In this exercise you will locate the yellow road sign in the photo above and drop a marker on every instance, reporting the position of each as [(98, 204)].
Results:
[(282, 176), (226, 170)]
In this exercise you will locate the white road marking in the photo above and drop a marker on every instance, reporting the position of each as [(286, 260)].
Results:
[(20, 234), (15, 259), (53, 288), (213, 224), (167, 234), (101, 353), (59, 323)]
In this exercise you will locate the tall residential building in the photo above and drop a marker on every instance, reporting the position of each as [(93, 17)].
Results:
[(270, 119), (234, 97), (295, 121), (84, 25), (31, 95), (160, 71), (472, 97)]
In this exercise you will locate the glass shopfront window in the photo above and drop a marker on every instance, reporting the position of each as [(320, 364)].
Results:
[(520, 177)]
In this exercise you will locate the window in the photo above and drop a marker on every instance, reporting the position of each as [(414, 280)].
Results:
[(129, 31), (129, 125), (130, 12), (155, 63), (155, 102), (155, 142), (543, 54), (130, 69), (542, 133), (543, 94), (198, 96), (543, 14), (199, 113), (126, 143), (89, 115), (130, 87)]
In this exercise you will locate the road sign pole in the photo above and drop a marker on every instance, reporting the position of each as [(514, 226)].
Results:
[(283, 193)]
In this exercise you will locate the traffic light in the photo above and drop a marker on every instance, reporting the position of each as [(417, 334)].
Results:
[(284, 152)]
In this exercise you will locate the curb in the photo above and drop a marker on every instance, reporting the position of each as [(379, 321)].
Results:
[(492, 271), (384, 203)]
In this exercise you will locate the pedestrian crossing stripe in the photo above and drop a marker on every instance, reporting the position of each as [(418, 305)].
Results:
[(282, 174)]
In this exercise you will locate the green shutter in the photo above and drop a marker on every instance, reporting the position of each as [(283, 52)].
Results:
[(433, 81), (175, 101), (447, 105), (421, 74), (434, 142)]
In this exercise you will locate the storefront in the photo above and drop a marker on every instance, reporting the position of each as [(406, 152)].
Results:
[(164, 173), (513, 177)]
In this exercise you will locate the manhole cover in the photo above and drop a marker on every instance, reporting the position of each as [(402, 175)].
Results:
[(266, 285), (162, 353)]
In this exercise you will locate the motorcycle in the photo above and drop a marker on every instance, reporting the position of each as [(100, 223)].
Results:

→ **Directions for this task**:
Turn every line of the items above into a numbered list, skipping any blank lines.

→ **Result of this task**:
1. In this exercise you will locate the yellow road sign in the photo above and drop a marker on every instance, reporting the position of each as [(98, 204)].
2. Results:
3. [(282, 176), (226, 170)]
4. In this exercise you will locate the white road marking in the photo above and drop a marker on every instance, reporting the position of each as [(286, 260)].
5. Results:
6. [(20, 234), (15, 259), (53, 288), (213, 224), (167, 234), (101, 353), (59, 323)]
7. In this exercise you will locate the tall residential building in the photo above and drop a marker on every instance, reporting the position of each as [(93, 17)].
8. Results:
9. [(270, 119), (234, 97), (295, 121), (84, 25), (31, 95), (160, 71), (472, 97)]
10. In this exercise you will locate the glass shopfront window in the photo above and drop a marker on every instance, reporting the position of each as [(320, 364)].
11. Results:
12. [(520, 177)]
13. In this exercise you will locate the window in the photo above and drop a marker on every instance, reporting the position of each as [(414, 280)].
14. Results:
15. [(129, 31), (129, 125), (130, 12), (155, 63), (155, 102), (155, 142), (543, 54), (130, 69), (542, 133), (543, 94), (198, 96), (543, 14), (199, 113), (126, 143), (89, 115), (130, 87)]
16. In this exercise you will locate the road sign pole in the photo above and drop a marker on every instance, reporting the position of each as [(514, 226)].
17. Results:
18. [(283, 193)]
19. In this exercise you will locate the traffic light in the photo above and drop a marker on every instance, reporting the position of each as [(417, 334)].
20. Results:
21. [(284, 152)]
22. In this exercise you will locate the curb in the photo above and drop a marker on every instance, reporting the position of each as [(379, 321)].
23. Results:
24. [(492, 271), (384, 203)]
25. In this exercise you will locate the pedestrian crossing stripe in the photo above and drop a marker on every instance, reporting the position of each as [(418, 305)].
26. Results:
27. [(282, 174)]
28. In this exercise you will locate the green shutter in the photo above and drop a marker on every instance, reporting the position of each as [(283, 52)].
29. Results:
30. [(433, 81), (175, 101), (447, 105), (421, 74), (434, 142)]
31. In this exercise you will locate the storefront in the photo above and drop a marker on every instance, reporting the position of each as [(406, 152)].
32. Results:
33. [(164, 173), (513, 177)]
34. In this exercise you will locate the manhole cover in the photo above and drop a marker on every instance, reporting the position of each as [(402, 175)].
35. Results:
36. [(266, 285), (162, 353)]
37. In this exercise you will locate the motorcycle in the photo above and drop a marker on every instance, reporting the position of each as [(100, 223)].
38. Results:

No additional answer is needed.